SET PROBLEM: Count the lines below that contain the string "frost", matching case exactly. Give only the number.

>> begin

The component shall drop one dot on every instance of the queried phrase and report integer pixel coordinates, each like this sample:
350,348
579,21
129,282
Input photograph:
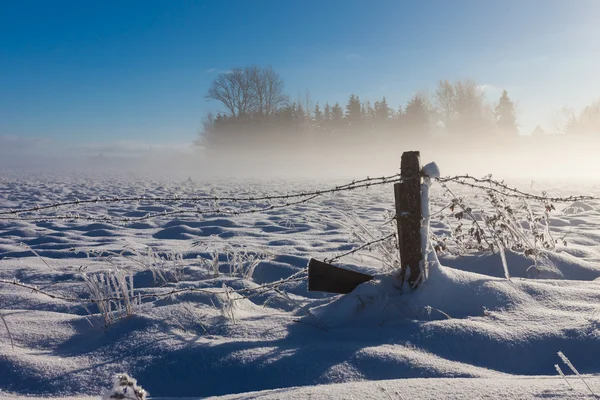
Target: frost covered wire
505,190
572,368
367,245
304,195
557,367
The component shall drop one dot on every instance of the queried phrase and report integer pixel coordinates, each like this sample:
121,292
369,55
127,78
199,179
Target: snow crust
466,321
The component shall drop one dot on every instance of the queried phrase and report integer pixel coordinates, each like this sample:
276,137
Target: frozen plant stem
572,367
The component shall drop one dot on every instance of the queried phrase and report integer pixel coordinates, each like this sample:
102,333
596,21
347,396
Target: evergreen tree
318,114
337,114
353,110
382,110
327,112
506,120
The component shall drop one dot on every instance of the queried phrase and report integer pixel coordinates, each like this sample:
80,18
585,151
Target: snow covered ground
467,333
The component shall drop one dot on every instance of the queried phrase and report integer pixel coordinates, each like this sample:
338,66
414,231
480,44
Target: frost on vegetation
237,261
113,293
125,387
573,369
499,224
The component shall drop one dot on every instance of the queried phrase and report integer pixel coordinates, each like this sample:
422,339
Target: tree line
256,110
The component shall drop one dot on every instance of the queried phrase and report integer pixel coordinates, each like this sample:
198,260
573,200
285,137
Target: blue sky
100,71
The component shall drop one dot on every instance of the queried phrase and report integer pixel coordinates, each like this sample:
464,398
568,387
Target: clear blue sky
100,71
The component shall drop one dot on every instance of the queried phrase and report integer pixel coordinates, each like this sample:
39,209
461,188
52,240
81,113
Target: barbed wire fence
500,226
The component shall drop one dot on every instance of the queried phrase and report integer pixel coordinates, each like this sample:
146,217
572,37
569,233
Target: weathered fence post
408,215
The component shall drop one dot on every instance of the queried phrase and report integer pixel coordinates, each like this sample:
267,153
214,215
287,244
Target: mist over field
204,199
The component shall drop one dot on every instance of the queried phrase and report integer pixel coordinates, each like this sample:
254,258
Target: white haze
525,158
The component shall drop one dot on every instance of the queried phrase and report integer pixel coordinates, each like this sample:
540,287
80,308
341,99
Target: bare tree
462,106
235,90
273,86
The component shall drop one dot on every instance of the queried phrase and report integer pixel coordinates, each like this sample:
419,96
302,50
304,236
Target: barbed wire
359,248
353,185
501,188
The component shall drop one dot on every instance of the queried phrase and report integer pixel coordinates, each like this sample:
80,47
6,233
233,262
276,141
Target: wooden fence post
408,215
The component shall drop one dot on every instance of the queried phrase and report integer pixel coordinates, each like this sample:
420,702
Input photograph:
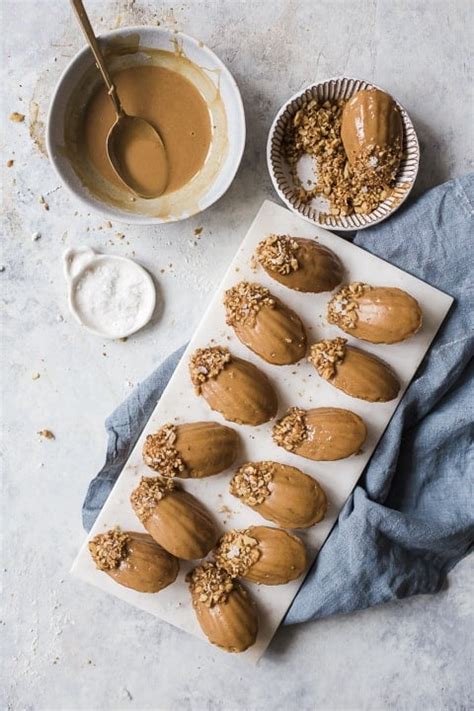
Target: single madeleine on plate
322,433
175,519
299,263
134,560
262,554
280,493
264,324
232,386
377,314
193,450
355,372
224,609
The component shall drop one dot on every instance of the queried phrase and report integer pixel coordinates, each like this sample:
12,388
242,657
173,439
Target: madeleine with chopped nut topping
233,386
280,493
193,450
224,609
377,314
175,519
355,372
262,554
134,560
300,264
264,324
322,434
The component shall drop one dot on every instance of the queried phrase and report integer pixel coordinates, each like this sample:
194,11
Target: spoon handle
97,52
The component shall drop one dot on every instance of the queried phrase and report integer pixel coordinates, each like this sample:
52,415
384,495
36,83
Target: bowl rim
100,207
270,166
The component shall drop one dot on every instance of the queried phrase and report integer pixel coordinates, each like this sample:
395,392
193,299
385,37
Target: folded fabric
410,519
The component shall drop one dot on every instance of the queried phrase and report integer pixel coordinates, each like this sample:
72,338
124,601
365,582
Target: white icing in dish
111,296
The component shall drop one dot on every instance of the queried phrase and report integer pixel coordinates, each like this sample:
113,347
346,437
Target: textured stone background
66,645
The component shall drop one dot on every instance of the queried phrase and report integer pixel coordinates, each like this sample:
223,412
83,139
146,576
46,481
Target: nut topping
160,454
326,354
291,430
109,549
237,551
149,493
278,253
250,483
209,584
207,363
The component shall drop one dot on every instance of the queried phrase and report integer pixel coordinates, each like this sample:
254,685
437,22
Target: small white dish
314,211
74,89
110,296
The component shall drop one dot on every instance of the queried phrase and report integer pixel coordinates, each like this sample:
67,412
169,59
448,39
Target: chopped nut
342,309
160,454
237,551
109,549
278,253
244,301
291,430
209,584
207,363
47,434
326,354
148,494
250,483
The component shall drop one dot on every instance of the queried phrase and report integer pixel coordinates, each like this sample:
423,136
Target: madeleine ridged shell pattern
339,88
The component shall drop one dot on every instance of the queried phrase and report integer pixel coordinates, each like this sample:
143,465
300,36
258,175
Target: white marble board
296,385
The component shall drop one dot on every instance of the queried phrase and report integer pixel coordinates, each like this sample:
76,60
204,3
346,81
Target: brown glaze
168,101
381,314
193,450
370,118
147,567
241,393
319,269
294,499
358,373
324,433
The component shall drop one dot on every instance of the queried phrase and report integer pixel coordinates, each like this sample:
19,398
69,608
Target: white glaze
111,296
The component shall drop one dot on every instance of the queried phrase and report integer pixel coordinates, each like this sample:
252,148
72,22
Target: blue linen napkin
410,519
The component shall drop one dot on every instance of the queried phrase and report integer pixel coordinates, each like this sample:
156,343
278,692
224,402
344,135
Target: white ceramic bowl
338,88
214,70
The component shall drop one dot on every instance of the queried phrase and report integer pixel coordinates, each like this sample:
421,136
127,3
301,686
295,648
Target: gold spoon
133,144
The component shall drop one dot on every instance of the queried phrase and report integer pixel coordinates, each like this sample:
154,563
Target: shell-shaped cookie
232,386
224,609
321,434
355,372
174,518
265,324
192,450
261,554
299,263
377,314
280,493
134,560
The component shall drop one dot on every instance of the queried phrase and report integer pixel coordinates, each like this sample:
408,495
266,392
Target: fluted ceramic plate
316,210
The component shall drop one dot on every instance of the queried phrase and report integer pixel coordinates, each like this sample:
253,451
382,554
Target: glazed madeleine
224,609
280,493
372,135
233,386
175,519
321,434
355,372
300,264
193,450
262,555
134,560
264,324
377,314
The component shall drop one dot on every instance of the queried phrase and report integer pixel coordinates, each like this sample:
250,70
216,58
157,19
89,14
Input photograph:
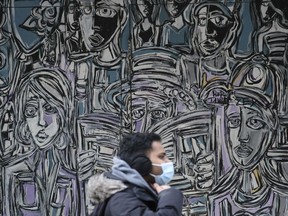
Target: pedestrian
137,183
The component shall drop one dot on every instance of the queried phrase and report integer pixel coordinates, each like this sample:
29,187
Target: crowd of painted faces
252,92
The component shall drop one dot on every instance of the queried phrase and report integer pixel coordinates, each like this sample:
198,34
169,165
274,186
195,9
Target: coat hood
100,187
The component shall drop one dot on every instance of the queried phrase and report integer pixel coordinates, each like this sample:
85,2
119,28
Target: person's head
176,7
43,104
251,128
214,28
101,22
136,148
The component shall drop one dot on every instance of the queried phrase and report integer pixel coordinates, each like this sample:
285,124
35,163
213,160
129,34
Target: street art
209,76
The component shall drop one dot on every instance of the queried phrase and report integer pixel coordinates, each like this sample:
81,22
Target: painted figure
41,180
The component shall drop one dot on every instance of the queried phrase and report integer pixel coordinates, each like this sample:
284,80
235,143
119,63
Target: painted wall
209,76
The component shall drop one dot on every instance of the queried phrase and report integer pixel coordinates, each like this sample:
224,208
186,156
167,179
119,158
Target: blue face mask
167,173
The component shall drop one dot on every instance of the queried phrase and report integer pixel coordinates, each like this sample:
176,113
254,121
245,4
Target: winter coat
124,192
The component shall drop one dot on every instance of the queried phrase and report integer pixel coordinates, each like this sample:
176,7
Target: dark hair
136,144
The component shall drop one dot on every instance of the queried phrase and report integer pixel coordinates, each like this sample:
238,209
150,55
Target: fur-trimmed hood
100,187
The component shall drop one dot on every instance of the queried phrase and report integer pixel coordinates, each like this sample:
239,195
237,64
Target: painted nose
41,115
243,134
210,31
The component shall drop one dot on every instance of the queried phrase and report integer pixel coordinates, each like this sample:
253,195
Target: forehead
246,110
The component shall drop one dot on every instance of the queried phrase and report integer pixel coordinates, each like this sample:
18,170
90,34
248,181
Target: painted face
248,135
42,119
1,15
176,7
145,7
146,113
99,24
72,14
157,155
266,11
212,30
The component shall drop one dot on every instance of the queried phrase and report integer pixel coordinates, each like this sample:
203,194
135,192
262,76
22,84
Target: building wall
209,76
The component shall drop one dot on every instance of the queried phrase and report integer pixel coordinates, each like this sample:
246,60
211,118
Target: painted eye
71,8
255,76
255,123
138,113
30,111
219,21
105,12
202,20
158,114
234,122
49,109
87,10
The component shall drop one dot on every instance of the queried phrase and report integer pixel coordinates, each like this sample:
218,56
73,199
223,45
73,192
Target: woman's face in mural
212,29
147,112
176,7
248,135
98,24
42,119
145,7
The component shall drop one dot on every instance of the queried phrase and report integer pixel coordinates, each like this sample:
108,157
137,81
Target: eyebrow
233,115
216,13
34,98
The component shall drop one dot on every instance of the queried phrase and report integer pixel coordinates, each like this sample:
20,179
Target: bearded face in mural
213,28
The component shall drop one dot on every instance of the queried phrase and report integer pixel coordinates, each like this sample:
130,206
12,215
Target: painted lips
243,151
210,44
41,136
96,39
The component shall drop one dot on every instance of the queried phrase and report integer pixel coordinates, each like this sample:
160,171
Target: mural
209,76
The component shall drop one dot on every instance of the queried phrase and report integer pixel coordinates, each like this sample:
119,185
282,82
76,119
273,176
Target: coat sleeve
126,204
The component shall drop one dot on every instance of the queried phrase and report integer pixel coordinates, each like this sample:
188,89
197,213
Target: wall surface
209,76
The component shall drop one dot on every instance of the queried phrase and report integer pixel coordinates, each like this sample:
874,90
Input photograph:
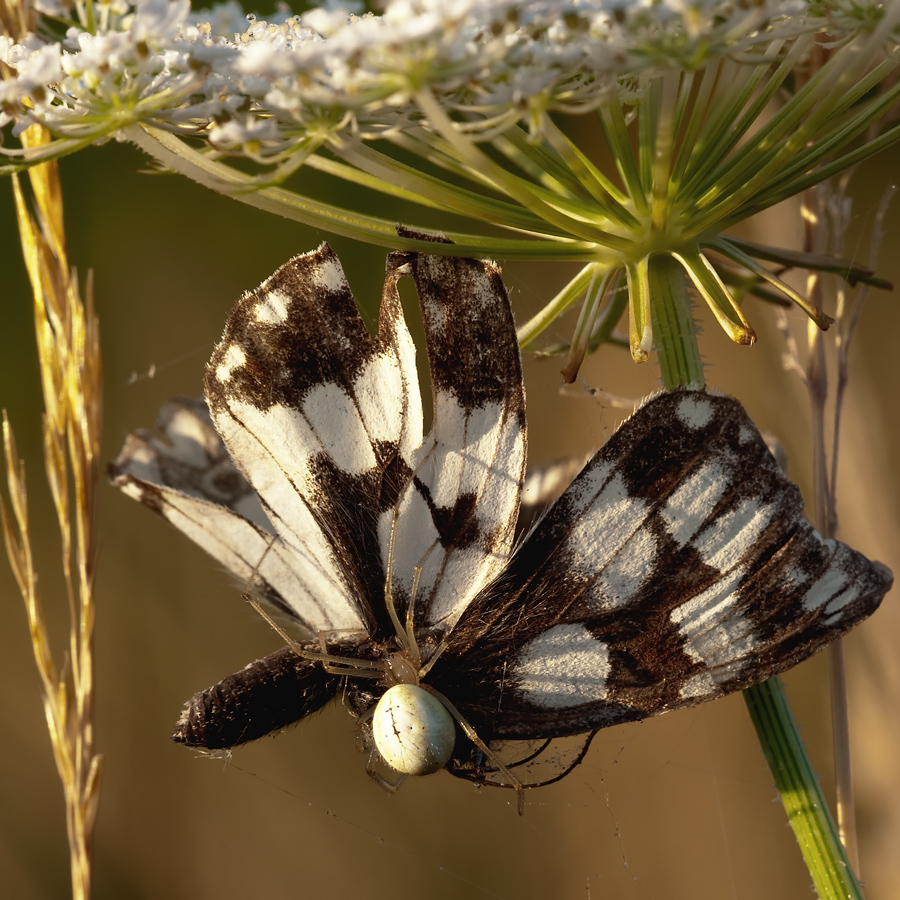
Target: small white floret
413,731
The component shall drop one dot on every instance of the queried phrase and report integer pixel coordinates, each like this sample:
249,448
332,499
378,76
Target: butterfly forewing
675,568
455,522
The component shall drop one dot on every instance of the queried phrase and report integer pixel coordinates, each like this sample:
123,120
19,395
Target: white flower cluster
331,76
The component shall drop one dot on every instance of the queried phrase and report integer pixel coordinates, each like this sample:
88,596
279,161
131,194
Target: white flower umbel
474,90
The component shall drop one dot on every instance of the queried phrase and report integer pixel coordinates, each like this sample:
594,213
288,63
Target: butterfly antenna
402,636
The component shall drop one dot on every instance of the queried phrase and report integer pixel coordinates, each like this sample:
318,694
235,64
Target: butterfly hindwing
192,482
676,568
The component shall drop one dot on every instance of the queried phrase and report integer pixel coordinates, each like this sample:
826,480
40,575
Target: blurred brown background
678,807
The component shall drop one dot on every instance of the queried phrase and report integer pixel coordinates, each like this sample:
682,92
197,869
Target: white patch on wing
273,308
600,533
379,393
832,591
700,685
694,411
328,275
714,632
583,491
621,579
233,358
333,417
477,453
565,666
725,542
692,502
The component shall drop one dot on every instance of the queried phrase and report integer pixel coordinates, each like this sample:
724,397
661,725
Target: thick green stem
675,339
674,331
800,792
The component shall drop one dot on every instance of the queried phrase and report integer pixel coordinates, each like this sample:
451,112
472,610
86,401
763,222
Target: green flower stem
674,332
800,792
178,156
679,359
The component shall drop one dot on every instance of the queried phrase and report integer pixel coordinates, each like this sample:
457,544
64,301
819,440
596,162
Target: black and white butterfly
676,567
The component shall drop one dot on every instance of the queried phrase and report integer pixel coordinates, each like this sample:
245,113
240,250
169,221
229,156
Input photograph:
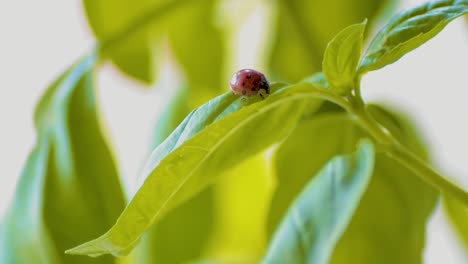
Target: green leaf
322,138
342,57
320,214
393,235
135,54
69,190
457,213
174,239
194,155
131,34
409,30
198,46
303,29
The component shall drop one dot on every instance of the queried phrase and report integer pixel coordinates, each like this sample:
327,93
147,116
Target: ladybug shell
248,82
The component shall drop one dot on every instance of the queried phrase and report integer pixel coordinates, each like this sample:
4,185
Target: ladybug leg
263,93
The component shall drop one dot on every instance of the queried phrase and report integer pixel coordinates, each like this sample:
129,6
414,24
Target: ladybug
248,82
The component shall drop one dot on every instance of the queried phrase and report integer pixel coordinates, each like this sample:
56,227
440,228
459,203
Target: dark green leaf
320,214
342,57
394,234
303,29
409,30
195,154
312,143
69,190
458,215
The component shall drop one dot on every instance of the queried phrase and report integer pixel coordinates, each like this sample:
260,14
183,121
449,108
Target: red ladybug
249,82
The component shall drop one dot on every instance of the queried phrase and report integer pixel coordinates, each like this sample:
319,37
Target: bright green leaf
303,29
69,190
320,214
174,239
195,154
457,213
342,57
409,30
131,33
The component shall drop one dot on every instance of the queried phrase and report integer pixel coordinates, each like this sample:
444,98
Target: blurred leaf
131,34
342,57
69,190
457,213
320,214
192,157
304,28
409,30
394,234
199,48
134,54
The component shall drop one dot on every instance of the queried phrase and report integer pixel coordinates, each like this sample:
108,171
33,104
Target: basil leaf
342,57
69,190
371,237
195,154
320,214
409,30
131,33
303,29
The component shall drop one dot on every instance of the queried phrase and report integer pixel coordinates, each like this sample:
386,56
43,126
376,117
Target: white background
38,39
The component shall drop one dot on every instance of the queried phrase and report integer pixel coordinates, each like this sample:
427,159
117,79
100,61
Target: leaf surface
320,214
409,30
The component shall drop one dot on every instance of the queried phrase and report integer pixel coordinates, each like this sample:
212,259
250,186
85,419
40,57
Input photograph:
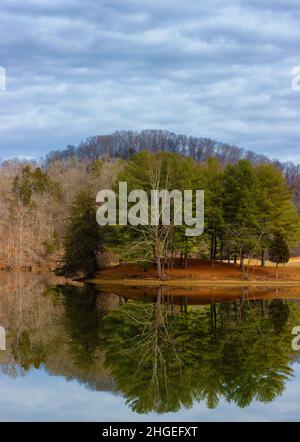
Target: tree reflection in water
163,361
161,353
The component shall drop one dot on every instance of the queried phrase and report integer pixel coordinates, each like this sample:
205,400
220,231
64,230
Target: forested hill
123,144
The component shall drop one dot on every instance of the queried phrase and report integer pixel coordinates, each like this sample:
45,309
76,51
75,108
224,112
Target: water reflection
163,350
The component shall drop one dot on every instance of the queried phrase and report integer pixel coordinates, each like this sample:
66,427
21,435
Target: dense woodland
48,207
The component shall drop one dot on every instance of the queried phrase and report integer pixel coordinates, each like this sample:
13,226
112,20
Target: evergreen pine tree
82,240
279,251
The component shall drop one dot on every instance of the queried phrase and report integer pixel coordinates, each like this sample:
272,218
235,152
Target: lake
80,353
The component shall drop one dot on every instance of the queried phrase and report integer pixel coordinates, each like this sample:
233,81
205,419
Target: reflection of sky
40,397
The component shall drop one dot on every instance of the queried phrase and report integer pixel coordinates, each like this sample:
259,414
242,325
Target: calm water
76,353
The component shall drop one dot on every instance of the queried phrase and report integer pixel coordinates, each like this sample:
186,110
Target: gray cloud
217,70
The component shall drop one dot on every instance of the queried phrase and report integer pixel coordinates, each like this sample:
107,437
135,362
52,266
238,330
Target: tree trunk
185,260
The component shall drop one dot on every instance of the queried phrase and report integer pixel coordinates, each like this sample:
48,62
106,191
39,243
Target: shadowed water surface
80,353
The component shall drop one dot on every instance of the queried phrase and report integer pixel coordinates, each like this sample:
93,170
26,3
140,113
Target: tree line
250,211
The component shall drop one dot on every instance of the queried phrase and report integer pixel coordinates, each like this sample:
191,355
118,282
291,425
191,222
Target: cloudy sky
215,69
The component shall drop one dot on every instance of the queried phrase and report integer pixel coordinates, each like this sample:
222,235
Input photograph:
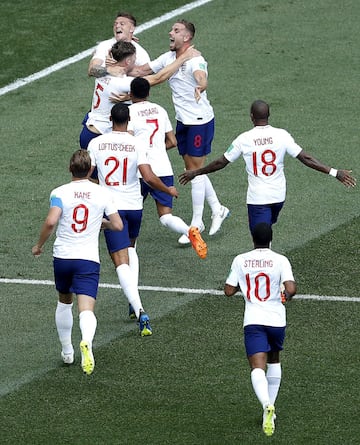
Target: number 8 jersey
263,149
83,205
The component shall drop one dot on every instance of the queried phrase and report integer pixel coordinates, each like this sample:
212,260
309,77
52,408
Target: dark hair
80,164
120,50
120,113
140,88
262,235
188,26
127,15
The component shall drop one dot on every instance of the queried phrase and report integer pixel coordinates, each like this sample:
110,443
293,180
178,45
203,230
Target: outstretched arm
170,69
218,164
155,182
343,176
47,229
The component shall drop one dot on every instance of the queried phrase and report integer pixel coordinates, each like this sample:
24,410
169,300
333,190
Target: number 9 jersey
83,204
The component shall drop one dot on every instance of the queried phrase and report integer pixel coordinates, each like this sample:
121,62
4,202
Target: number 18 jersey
263,149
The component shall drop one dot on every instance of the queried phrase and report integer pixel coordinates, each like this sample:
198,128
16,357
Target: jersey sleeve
234,150
286,270
158,63
55,199
233,277
292,148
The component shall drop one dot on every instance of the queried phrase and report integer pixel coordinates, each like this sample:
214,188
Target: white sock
273,375
198,198
87,323
64,323
127,283
174,223
134,264
211,196
260,385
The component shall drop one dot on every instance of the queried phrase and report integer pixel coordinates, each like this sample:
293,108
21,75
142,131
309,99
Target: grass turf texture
190,382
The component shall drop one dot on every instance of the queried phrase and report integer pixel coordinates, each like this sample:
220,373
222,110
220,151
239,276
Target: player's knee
165,219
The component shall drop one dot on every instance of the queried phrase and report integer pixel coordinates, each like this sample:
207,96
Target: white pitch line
58,66
179,290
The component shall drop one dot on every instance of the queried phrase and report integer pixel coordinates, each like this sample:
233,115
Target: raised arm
170,69
343,176
155,182
218,164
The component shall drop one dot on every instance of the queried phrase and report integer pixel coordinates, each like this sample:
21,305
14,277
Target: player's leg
257,346
276,338
85,285
176,224
63,313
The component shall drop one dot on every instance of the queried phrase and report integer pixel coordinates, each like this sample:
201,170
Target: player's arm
170,140
140,71
215,165
96,68
201,83
47,229
168,70
113,223
343,176
155,182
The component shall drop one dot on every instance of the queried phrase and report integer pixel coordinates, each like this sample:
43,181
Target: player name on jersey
112,146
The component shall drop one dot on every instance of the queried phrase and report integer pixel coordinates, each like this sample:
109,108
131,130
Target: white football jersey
117,156
102,51
151,122
263,149
182,84
99,116
259,273
83,205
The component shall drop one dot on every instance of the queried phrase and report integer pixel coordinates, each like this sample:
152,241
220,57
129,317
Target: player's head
124,26
120,114
182,33
259,111
262,235
80,164
139,88
124,52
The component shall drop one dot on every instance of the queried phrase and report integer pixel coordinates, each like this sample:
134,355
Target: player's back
83,204
150,122
99,116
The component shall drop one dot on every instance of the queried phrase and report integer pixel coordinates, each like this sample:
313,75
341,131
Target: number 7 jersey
263,149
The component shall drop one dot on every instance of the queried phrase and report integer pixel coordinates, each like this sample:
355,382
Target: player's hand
191,52
116,70
186,177
116,98
197,93
173,192
345,177
109,61
36,250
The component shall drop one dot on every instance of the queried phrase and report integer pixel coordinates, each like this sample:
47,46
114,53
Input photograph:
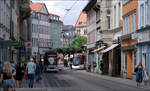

>> end

RESULT OF THIS EXERCISE: 2